Given data:
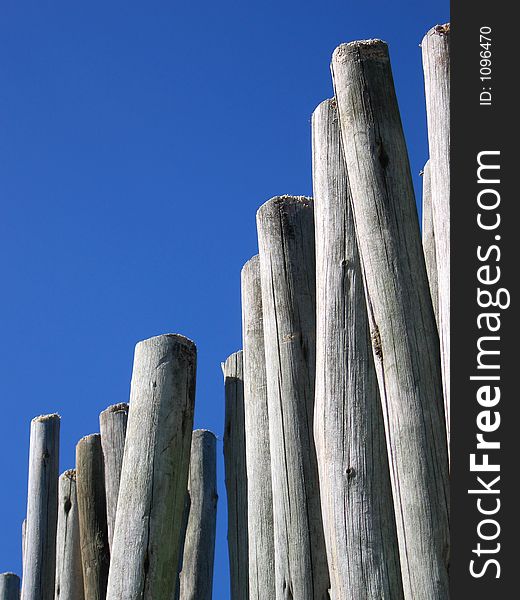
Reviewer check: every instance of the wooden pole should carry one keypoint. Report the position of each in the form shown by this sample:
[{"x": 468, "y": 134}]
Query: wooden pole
[
  {"x": 92, "y": 511},
  {"x": 402, "y": 324},
  {"x": 436, "y": 64},
  {"x": 428, "y": 240},
  {"x": 112, "y": 424},
  {"x": 258, "y": 455},
  {"x": 69, "y": 573},
  {"x": 9, "y": 586},
  {"x": 287, "y": 266},
  {"x": 196, "y": 578},
  {"x": 42, "y": 509},
  {"x": 154, "y": 476},
  {"x": 24, "y": 529},
  {"x": 236, "y": 476},
  {"x": 356, "y": 495}
]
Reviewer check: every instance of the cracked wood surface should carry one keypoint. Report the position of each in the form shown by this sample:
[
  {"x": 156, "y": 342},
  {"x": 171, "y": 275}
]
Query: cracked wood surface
[
  {"x": 236, "y": 477},
  {"x": 428, "y": 240},
  {"x": 356, "y": 495},
  {"x": 42, "y": 509},
  {"x": 258, "y": 454},
  {"x": 154, "y": 476},
  {"x": 69, "y": 573},
  {"x": 112, "y": 426},
  {"x": 287, "y": 266},
  {"x": 92, "y": 513},
  {"x": 436, "y": 64},
  {"x": 400, "y": 308},
  {"x": 9, "y": 586},
  {"x": 196, "y": 576}
]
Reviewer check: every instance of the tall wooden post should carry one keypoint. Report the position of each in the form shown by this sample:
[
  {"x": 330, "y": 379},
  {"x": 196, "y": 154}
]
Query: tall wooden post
[
  {"x": 402, "y": 324},
  {"x": 356, "y": 495},
  {"x": 436, "y": 63},
  {"x": 196, "y": 577},
  {"x": 112, "y": 424},
  {"x": 42, "y": 509},
  {"x": 428, "y": 239},
  {"x": 258, "y": 454},
  {"x": 154, "y": 476},
  {"x": 69, "y": 573},
  {"x": 287, "y": 266},
  {"x": 92, "y": 511},
  {"x": 9, "y": 586},
  {"x": 236, "y": 476}
]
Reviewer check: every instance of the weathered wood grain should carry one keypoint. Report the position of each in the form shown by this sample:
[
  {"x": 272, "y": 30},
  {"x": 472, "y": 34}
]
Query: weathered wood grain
[
  {"x": 402, "y": 324},
  {"x": 436, "y": 63},
  {"x": 236, "y": 477},
  {"x": 428, "y": 240},
  {"x": 258, "y": 455},
  {"x": 42, "y": 509},
  {"x": 92, "y": 516},
  {"x": 154, "y": 476},
  {"x": 355, "y": 489},
  {"x": 287, "y": 266},
  {"x": 24, "y": 529},
  {"x": 112, "y": 426},
  {"x": 196, "y": 577},
  {"x": 69, "y": 573},
  {"x": 9, "y": 586}
]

Directions for this task: Each line of the material that contains "Reviewer" is to be counted, and only the total stated.

Worked solution: 4